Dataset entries
--------------------

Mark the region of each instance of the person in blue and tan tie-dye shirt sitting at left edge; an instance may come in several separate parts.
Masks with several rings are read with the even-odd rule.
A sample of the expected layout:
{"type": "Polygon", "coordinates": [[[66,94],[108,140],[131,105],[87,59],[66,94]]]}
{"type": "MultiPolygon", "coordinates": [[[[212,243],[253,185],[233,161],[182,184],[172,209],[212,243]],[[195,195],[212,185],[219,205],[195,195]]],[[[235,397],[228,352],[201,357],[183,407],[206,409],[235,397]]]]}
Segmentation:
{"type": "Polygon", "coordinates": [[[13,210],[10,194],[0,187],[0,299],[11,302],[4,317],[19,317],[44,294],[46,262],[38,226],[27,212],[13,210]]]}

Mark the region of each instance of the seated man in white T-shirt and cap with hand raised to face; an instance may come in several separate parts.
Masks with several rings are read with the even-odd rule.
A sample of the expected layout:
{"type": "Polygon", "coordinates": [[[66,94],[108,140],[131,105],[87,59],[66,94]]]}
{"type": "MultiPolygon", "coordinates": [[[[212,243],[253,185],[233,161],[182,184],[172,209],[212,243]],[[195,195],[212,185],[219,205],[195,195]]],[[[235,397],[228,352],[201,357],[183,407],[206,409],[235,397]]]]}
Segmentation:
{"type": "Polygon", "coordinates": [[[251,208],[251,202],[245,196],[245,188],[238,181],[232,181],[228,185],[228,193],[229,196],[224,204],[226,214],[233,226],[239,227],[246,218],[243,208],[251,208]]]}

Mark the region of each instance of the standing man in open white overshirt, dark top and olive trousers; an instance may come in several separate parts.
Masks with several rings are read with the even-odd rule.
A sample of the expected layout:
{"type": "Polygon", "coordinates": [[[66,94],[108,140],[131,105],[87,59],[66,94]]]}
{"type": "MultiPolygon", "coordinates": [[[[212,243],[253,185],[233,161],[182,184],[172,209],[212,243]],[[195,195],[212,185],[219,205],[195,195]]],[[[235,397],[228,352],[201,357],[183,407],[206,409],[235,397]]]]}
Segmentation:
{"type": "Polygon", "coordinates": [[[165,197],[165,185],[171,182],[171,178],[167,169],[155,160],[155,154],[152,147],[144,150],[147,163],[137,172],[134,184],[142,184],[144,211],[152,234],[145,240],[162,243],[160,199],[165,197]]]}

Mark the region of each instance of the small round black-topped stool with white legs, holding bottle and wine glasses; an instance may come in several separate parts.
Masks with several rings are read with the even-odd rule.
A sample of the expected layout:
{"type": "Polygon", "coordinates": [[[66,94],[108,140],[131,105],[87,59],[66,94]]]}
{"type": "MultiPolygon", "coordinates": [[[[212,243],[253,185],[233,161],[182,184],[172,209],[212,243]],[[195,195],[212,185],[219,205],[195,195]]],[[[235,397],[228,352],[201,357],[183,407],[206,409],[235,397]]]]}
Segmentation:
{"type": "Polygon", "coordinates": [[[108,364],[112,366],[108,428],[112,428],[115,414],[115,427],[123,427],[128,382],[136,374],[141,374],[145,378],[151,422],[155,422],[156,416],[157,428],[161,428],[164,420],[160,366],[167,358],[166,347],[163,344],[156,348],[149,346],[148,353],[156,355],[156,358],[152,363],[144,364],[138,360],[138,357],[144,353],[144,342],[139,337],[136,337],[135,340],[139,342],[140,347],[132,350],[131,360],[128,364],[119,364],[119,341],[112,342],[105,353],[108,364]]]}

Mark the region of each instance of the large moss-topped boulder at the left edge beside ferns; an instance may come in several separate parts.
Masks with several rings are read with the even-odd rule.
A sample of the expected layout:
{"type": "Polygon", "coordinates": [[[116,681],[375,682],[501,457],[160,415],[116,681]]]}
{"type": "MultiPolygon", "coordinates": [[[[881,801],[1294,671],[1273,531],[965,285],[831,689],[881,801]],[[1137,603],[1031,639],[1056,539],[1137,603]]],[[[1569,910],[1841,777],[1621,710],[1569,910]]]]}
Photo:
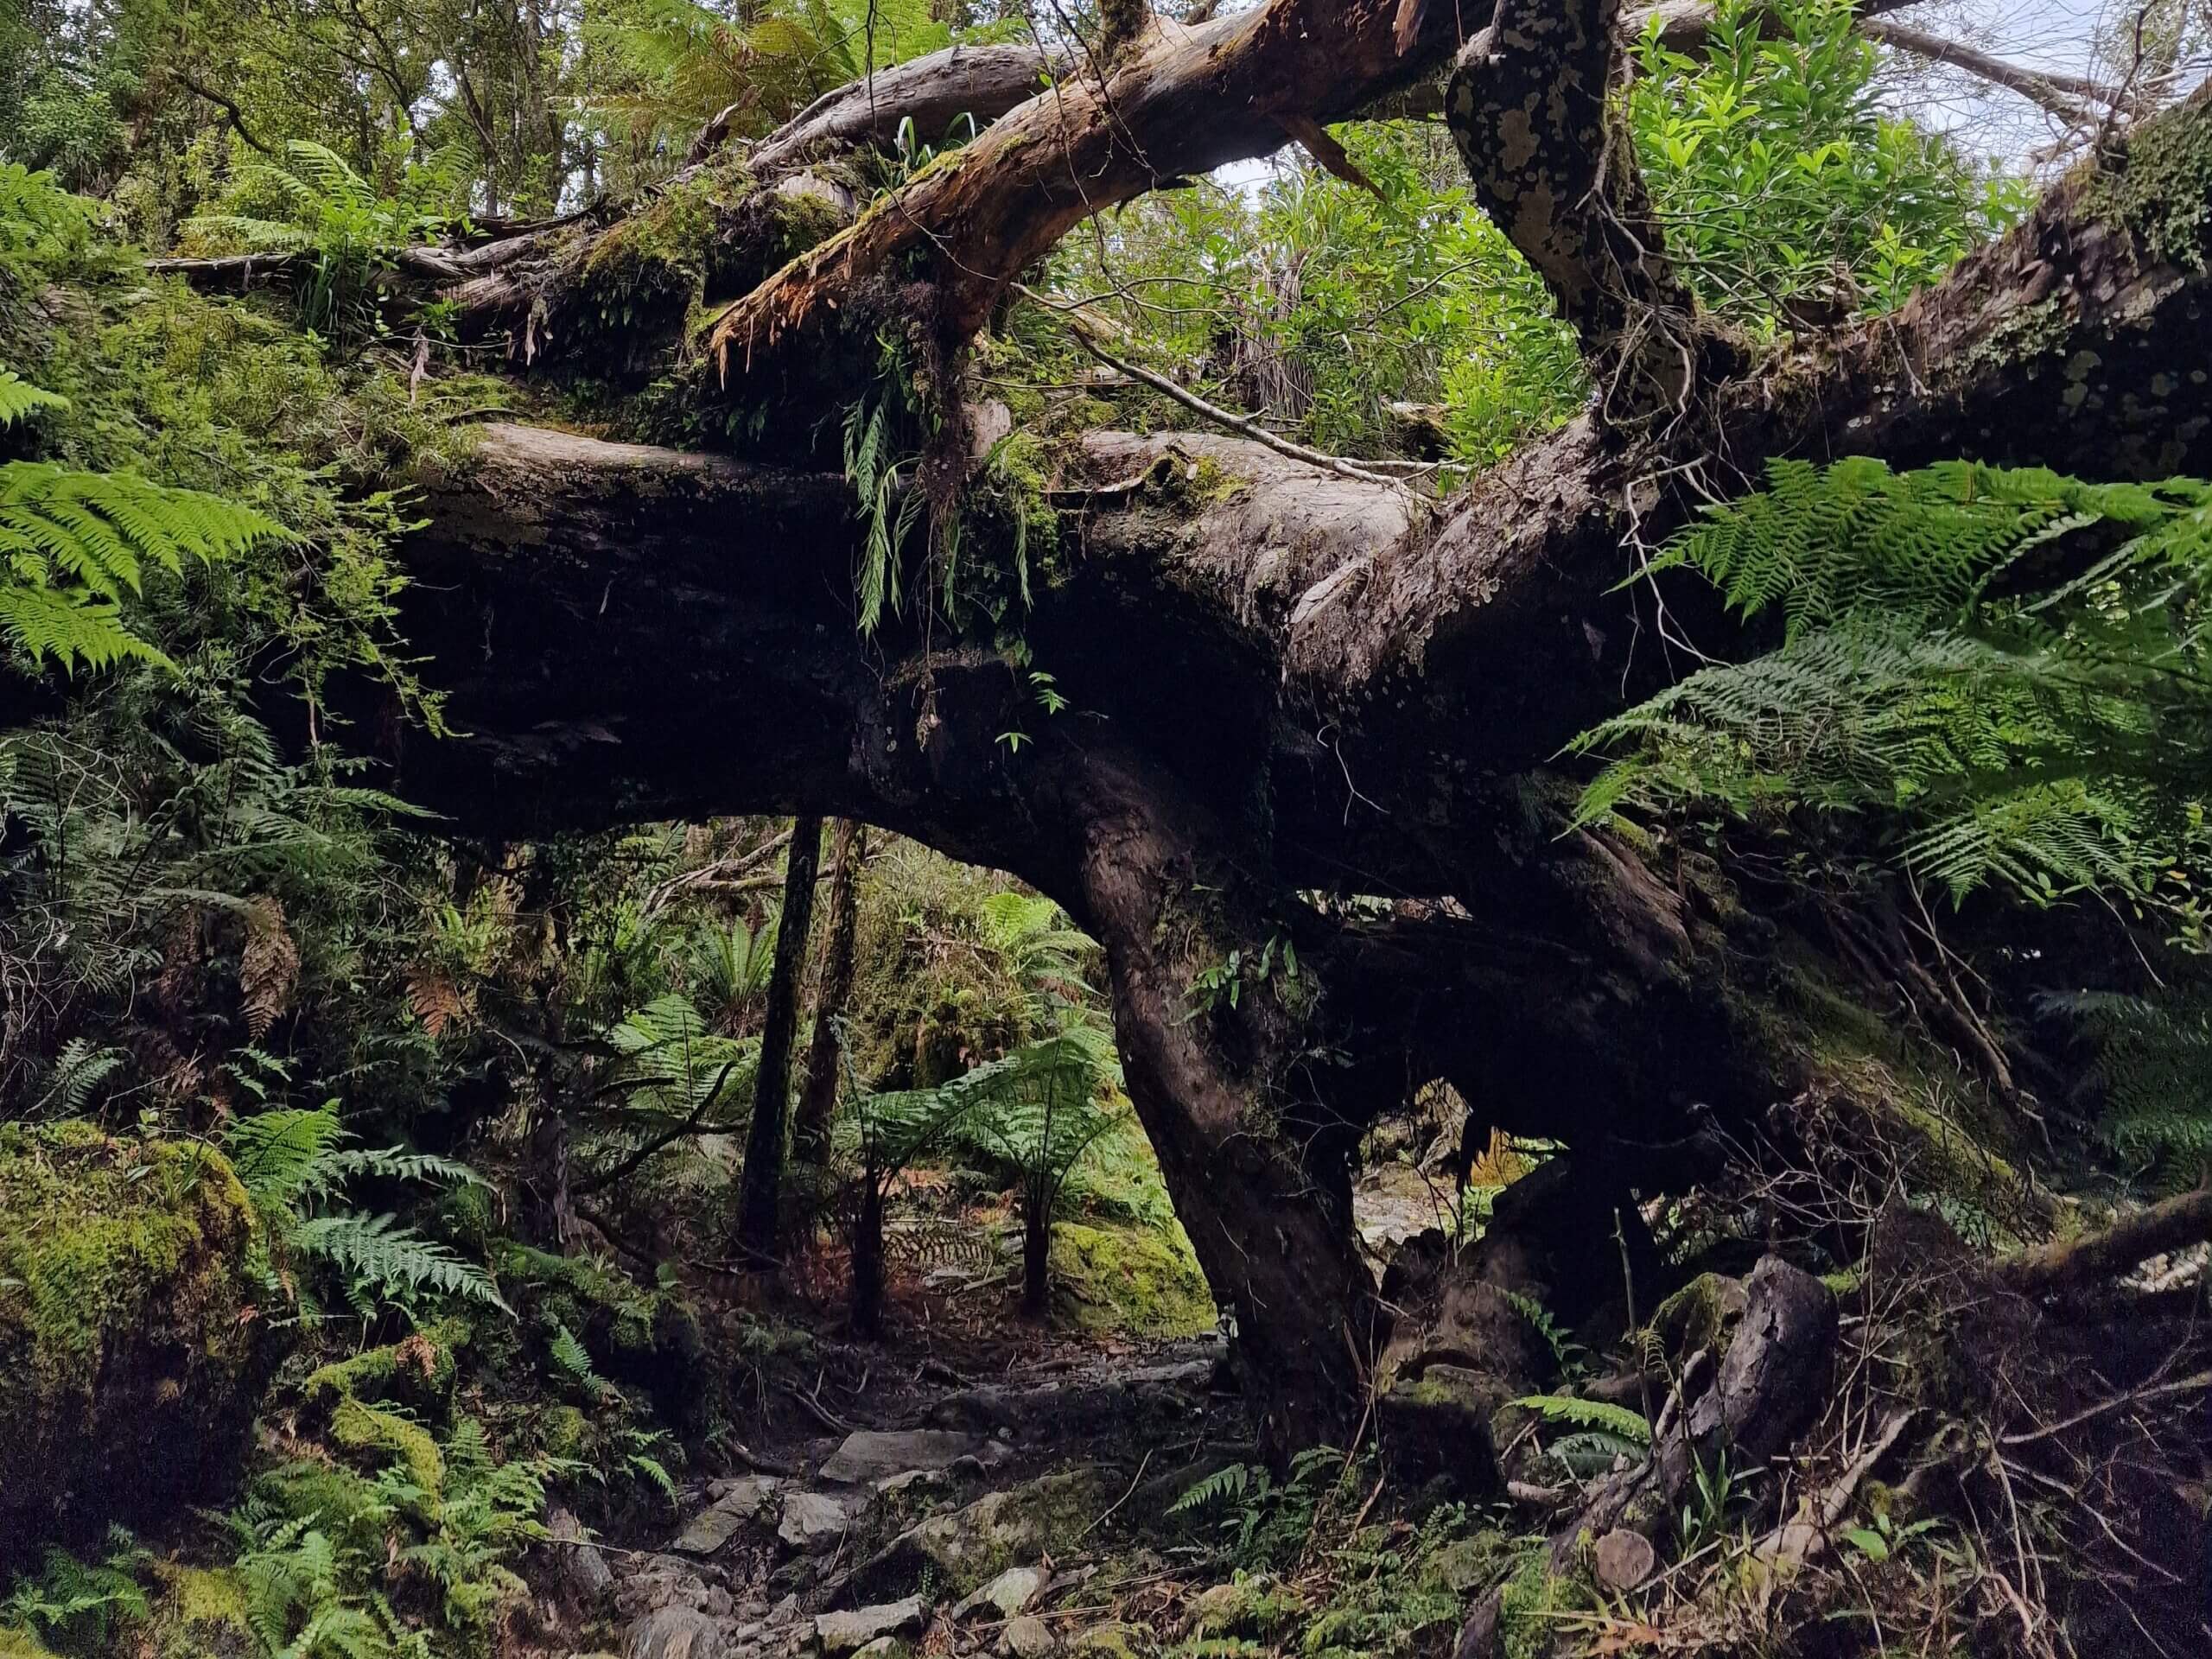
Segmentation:
{"type": "Polygon", "coordinates": [[[230,1164],[93,1124],[0,1128],[0,1551],[204,1500],[279,1358],[230,1164]]]}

--------------------

Exercise brief:
Leave the pictures out and reproduce every record above exactly.

The completed task:
Mark the region of each instance of the person in blue and tan tie-dye shirt sitting at left edge; an instance may come in several separate parts.
Masks with several rings are read with the even-odd rule.
A sample of the expected layout:
{"type": "Polygon", "coordinates": [[[66,94],[108,140],[131,105],[87,59],[66,94]]]}
{"type": "MultiPolygon", "coordinates": [[[[212,243],[253,185],[233,161],[182,184],[172,209],[212,243]],[[195,195],[212,185],[219,205],[195,195]]],[[[235,397],[228,352],[201,357],[183,407],[206,409],[235,397]]]]}
Segmentation:
{"type": "Polygon", "coordinates": [[[13,210],[10,194],[0,187],[0,299],[11,302],[4,317],[19,317],[44,294],[46,262],[38,226],[27,212],[13,210]]]}

Mark the region of each instance of the seated man in white T-shirt and cap with hand raised to face; an instance may come in several separate parts.
Masks with several rings are read with the even-odd rule.
A sample of the expected layout:
{"type": "Polygon", "coordinates": [[[66,94],[108,140],[131,105],[87,59],[66,94]]]}
{"type": "MultiPolygon", "coordinates": [[[[212,243],[253,185],[233,161],[182,184],[172,209],[212,243]],[[195,195],[212,185],[219,205],[195,195]]],[[[235,397],[228,352],[201,357],[183,407],[206,409],[235,397]]]]}
Segmentation:
{"type": "Polygon", "coordinates": [[[251,208],[251,202],[245,196],[245,188],[238,181],[232,181],[228,185],[228,193],[229,196],[224,204],[226,214],[233,226],[239,227],[246,218],[243,208],[251,208]]]}

Mark the region of each instance of the standing man in open white overshirt, dark top and olive trousers; an instance may come in several separate parts.
Masks with several rings are read with the even-odd rule.
A sample of the expected layout:
{"type": "Polygon", "coordinates": [[[66,94],[108,140],[131,105],[87,59],[66,94]]]}
{"type": "MultiPolygon", "coordinates": [[[[212,243],[253,185],[233,161],[182,184],[172,209],[212,243]],[[195,195],[212,185],[219,205],[195,195]]],[[[235,397],[228,352],[201,357],[183,407],[206,409],[235,397]]]]}
Segmentation:
{"type": "Polygon", "coordinates": [[[165,197],[165,185],[171,182],[171,178],[167,169],[155,160],[155,154],[152,147],[144,150],[147,163],[137,172],[134,184],[142,184],[144,211],[152,234],[145,240],[162,243],[160,199],[165,197]]]}

Mark the region of each instance of the small round black-topped stool with white legs, holding bottle and wine glasses; an instance may come in several separate parts.
Masks with several rings are read with the even-odd rule.
A sample of the expected layout:
{"type": "Polygon", "coordinates": [[[66,94],[108,140],[131,105],[87,59],[66,94]]]}
{"type": "MultiPolygon", "coordinates": [[[[212,243],[253,185],[233,161],[182,184],[172,209],[212,243]],[[195,195],[212,185],[219,205],[195,195]]],[[[235,397],[228,352],[201,357],[183,407],[206,409],[235,397]]]]}
Segmentation:
{"type": "Polygon", "coordinates": [[[108,364],[112,366],[108,428],[112,428],[115,414],[115,427],[123,427],[128,382],[136,374],[141,374],[145,378],[151,422],[155,422],[156,416],[157,428],[161,428],[164,420],[160,366],[167,358],[166,347],[163,344],[156,348],[149,346],[148,353],[156,355],[156,358],[152,363],[144,364],[138,360],[138,357],[144,353],[144,342],[139,337],[136,337],[135,340],[139,342],[140,347],[132,350],[131,360],[128,364],[119,364],[119,341],[112,342],[105,353],[108,364]]]}

Mark the region of each instance of the large moss-topped boulder at the left edge beside ferns; an instance may come in several separate parts.
Masks with several rings are read with the even-odd rule.
A sample of the expected layout:
{"type": "Polygon", "coordinates": [[[116,681],[375,682],[501,457],[160,415],[116,681]]]}
{"type": "MultiPolygon", "coordinates": [[[[881,801],[1294,671],[1273,531],[965,285],[831,689],[881,801]],[[1137,603],[1031,639],[1056,539],[1137,603]]],[[[1569,910],[1841,777],[1621,710],[1569,910]]]]}
Photo:
Segmentation:
{"type": "Polygon", "coordinates": [[[230,1164],[93,1124],[0,1128],[0,1551],[204,1500],[279,1358],[230,1164]]]}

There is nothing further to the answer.